● **Written instruction A**: Convert the lines of the entries below into a numbered list, skipping blank lines and leaving out the pictures.

● **Provided passage**:

[conspire] Reliable 1.5TB SATA drives?

Rick Moen rick at linuxmafia.com
Sun Jul 25 23:46:15 PDT 2010

Quoting Mark S Bilk (mark at cosmicpenguin.com):

> What is the most reliable brand and model of 1.5TB SATA 
> hard drive available today at a reasonable price?

First, listen to Luke, as he's right.

Second, have you considered that your problem might be less choice of
hard drive make/model than the purchasing and service-handling habits of
the vendors from whom you buy?

It turns out that retail vendors differ significantly in the quality of
their goods, in ways that have nothing to do with brand names.  I
suspect there are a number of reasons for this, and I know only a few.
One thing is, when hard drives are manufactured, they're pooled at
the factory according to estimated quality (call it firsts and seconds
if you like), but everything over minimum quality specs gets shipped.  
Some retail vendors seem to get a higher percentage of marginal pools; I
don't know exactly how that works.

● **Written instruction B**: According to the email, how are hard drives pooled at the factory?

● **Data for this exercise**:
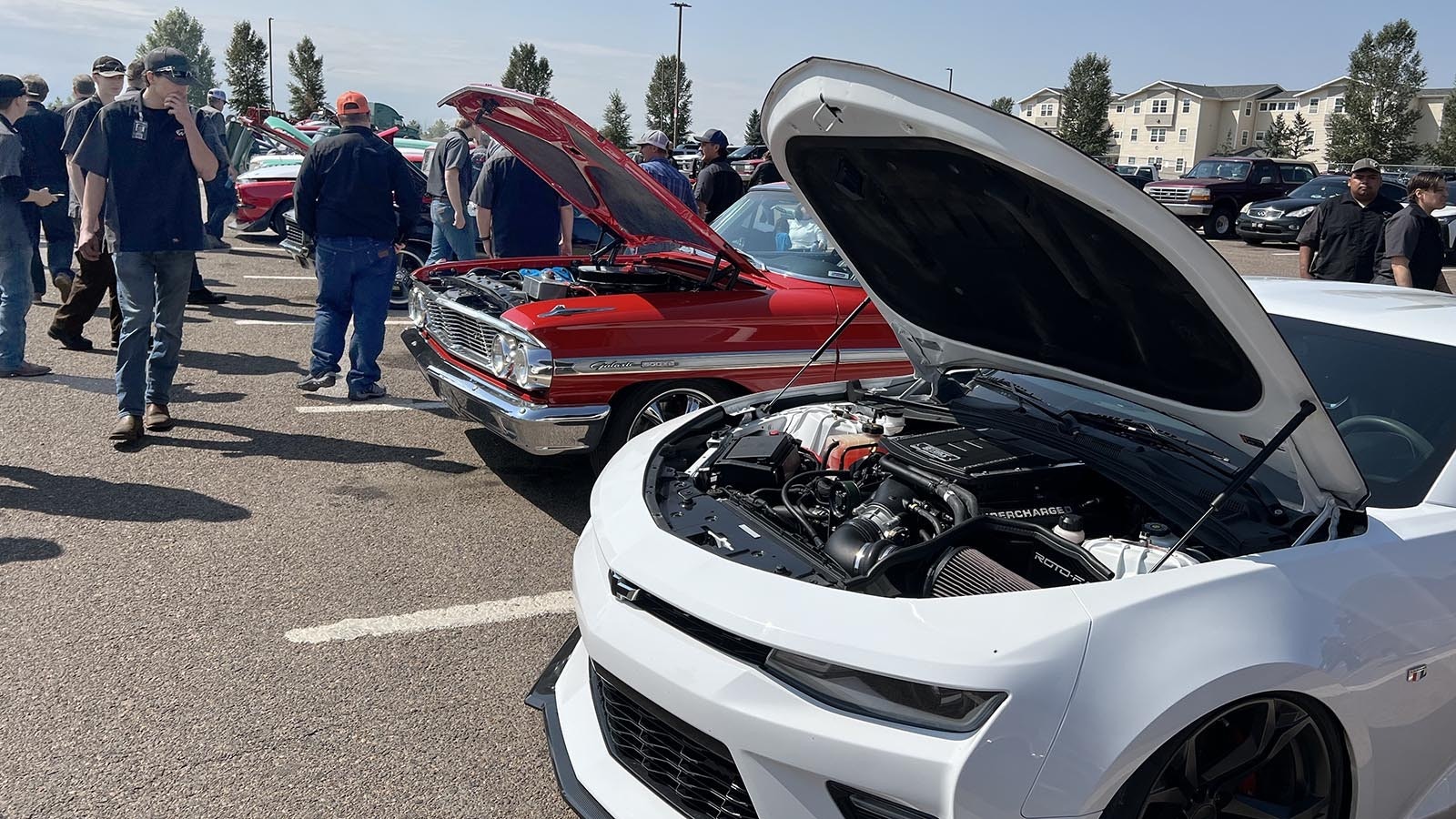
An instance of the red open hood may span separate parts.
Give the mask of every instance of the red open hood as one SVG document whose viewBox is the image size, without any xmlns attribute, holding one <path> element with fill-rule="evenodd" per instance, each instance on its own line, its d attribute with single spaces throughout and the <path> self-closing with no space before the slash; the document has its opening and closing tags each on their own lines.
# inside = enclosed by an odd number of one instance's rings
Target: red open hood
<svg viewBox="0 0 1456 819">
<path fill-rule="evenodd" d="M 740 271 L 754 265 L 628 154 L 556 102 L 518 90 L 472 85 L 440 101 L 504 144 L 597 224 L 628 246 L 687 245 Z"/>
</svg>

● **Final result A**:
1. An instance of the red open hood may span separate parts.
2. Give the mask of every instance of the red open hood as one SVG document whose viewBox is the image size, without any xmlns attribute, holding one <path> element with fill-rule="evenodd" per instance, each instance on its own line, its d attribute with single spaces throughout and the <path> self-closing with no space before the slash; the document has its opening and closing tags each on their own lines.
3. # inside = enclosed by an odd number of one instance's rings
4. Target: red open hood
5. <svg viewBox="0 0 1456 819">
6. <path fill-rule="evenodd" d="M 740 271 L 754 265 L 628 154 L 556 102 L 518 90 L 472 85 L 440 101 L 504 144 L 597 224 L 628 246 L 687 245 Z"/>
7. </svg>

● **Final result B**: They are pooled according to estimated quality.